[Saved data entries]
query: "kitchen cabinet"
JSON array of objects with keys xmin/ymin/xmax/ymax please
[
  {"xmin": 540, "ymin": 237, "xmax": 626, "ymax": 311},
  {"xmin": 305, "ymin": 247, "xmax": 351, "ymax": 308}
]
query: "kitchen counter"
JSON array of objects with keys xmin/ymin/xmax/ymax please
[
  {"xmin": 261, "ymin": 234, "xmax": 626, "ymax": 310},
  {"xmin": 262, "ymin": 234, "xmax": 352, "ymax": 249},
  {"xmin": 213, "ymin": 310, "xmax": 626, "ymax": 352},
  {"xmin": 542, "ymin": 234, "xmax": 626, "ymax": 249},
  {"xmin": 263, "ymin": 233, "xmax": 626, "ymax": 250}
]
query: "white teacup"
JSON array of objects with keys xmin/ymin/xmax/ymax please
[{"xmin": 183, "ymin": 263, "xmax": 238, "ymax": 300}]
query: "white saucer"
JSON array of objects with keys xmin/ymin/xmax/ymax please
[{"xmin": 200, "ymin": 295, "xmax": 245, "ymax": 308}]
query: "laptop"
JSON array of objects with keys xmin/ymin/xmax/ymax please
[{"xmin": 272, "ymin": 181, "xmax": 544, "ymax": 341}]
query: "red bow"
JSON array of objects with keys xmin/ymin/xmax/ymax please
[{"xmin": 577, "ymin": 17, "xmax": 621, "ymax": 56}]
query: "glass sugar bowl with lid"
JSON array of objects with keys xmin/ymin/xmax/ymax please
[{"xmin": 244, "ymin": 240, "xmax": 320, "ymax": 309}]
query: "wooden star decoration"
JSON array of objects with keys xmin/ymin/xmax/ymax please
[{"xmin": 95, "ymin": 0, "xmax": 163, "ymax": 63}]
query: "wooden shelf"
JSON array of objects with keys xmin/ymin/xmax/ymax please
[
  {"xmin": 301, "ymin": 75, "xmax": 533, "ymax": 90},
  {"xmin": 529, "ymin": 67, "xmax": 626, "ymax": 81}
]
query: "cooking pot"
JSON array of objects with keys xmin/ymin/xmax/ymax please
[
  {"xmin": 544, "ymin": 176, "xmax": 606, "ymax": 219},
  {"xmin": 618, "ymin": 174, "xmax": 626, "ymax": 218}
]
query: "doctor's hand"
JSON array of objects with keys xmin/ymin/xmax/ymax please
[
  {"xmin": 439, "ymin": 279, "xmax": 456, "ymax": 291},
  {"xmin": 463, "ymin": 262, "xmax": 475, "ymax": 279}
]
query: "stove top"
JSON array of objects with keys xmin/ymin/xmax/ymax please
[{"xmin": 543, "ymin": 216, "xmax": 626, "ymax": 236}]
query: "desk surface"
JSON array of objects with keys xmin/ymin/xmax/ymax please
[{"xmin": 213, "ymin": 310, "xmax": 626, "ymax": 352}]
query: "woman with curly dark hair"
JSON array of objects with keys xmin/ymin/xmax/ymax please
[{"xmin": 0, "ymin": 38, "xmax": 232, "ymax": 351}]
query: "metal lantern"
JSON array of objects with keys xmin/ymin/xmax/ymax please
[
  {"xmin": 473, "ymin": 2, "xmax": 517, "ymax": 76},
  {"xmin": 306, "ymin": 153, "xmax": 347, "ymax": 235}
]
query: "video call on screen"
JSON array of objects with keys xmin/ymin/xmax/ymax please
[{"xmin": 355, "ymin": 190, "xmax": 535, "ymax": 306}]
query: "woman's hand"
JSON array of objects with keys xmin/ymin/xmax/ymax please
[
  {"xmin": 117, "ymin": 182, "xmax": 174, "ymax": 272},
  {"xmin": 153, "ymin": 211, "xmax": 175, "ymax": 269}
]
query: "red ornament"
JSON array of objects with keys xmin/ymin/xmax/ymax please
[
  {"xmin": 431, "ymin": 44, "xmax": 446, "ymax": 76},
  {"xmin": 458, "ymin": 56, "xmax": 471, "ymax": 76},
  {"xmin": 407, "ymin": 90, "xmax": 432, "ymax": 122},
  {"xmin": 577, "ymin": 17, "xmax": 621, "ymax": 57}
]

ACTION ITEM – Reproduce the records in full, exactly as written.

OUTPUT BELOW –
query: "kitchen cabinet"
JSON array of objects with keys xmin/ymin/xmax/ymax please
[
  {"xmin": 540, "ymin": 237, "xmax": 626, "ymax": 311},
  {"xmin": 305, "ymin": 247, "xmax": 351, "ymax": 308}
]
query: "kitchen counter"
JSON array of objects with keys xmin/ymin/xmax/ymax please
[
  {"xmin": 261, "ymin": 234, "xmax": 626, "ymax": 310},
  {"xmin": 262, "ymin": 234, "xmax": 352, "ymax": 249},
  {"xmin": 213, "ymin": 310, "xmax": 626, "ymax": 352},
  {"xmin": 542, "ymin": 234, "xmax": 626, "ymax": 249},
  {"xmin": 263, "ymin": 233, "xmax": 626, "ymax": 250}
]
query: "white teacup"
JSON array of objects with keys xmin/ymin/xmax/ymax please
[{"xmin": 183, "ymin": 263, "xmax": 238, "ymax": 300}]
query: "white saucer"
JSON array of objects with keys xmin/ymin/xmax/ymax please
[{"xmin": 200, "ymin": 295, "xmax": 245, "ymax": 308}]
query: "laptop"
JSON array of objects with keys xmin/ymin/xmax/ymax please
[{"xmin": 272, "ymin": 181, "xmax": 544, "ymax": 341}]
query: "red bow"
JSON array of objects with keys xmin/ymin/xmax/ymax please
[{"xmin": 577, "ymin": 17, "xmax": 621, "ymax": 56}]
query: "glass sugar bowl with lid"
JSON array of objects with keys xmin/ymin/xmax/ymax please
[{"xmin": 244, "ymin": 240, "xmax": 320, "ymax": 309}]
query: "wooden star decoration"
JSON array of objects with keys xmin/ymin/xmax/ymax please
[{"xmin": 95, "ymin": 0, "xmax": 163, "ymax": 63}]
query: "wooden shelf"
JSON array of objects with keys xmin/ymin/xmax/ymax please
[
  {"xmin": 301, "ymin": 75, "xmax": 533, "ymax": 90},
  {"xmin": 529, "ymin": 67, "xmax": 626, "ymax": 81}
]
query: "cooking pot"
JSON array of objects with keys xmin/ymin/xmax/ymax please
[
  {"xmin": 544, "ymin": 176, "xmax": 606, "ymax": 219},
  {"xmin": 618, "ymin": 174, "xmax": 626, "ymax": 218}
]
query: "doctor's hand"
JSON array of objects with keys xmin/ymin/xmax/ymax please
[
  {"xmin": 439, "ymin": 279, "xmax": 456, "ymax": 291},
  {"xmin": 463, "ymin": 262, "xmax": 475, "ymax": 279}
]
query: "stove top"
JSON array of objects with keys xmin/ymin/xmax/ymax please
[{"xmin": 543, "ymin": 216, "xmax": 626, "ymax": 236}]
query: "desk surface"
JSON array of objects with keys xmin/ymin/xmax/ymax please
[{"xmin": 213, "ymin": 310, "xmax": 626, "ymax": 352}]
query: "woman with curly dark hair"
JSON array of objects with keys xmin/ymin/xmax/ymax please
[{"xmin": 0, "ymin": 38, "xmax": 232, "ymax": 351}]
query: "metal lantern"
JSON array of objects with keys xmin/ymin/xmax/ymax please
[
  {"xmin": 473, "ymin": 2, "xmax": 517, "ymax": 76},
  {"xmin": 306, "ymin": 153, "xmax": 347, "ymax": 235}
]
query: "video call on screen"
JSON array of objects with keys xmin/ymin/xmax/ymax please
[{"xmin": 355, "ymin": 190, "xmax": 535, "ymax": 306}]
query: "woman's hand"
JSON array of objects with keys xmin/ymin/xmax/ymax please
[
  {"xmin": 117, "ymin": 182, "xmax": 174, "ymax": 272},
  {"xmin": 153, "ymin": 211, "xmax": 175, "ymax": 269}
]
query: "red ornament"
JSON array of objects with keys xmin/ymin/xmax/ymax please
[
  {"xmin": 431, "ymin": 44, "xmax": 446, "ymax": 76},
  {"xmin": 458, "ymin": 56, "xmax": 471, "ymax": 76},
  {"xmin": 407, "ymin": 90, "xmax": 432, "ymax": 122},
  {"xmin": 577, "ymin": 17, "xmax": 621, "ymax": 57}
]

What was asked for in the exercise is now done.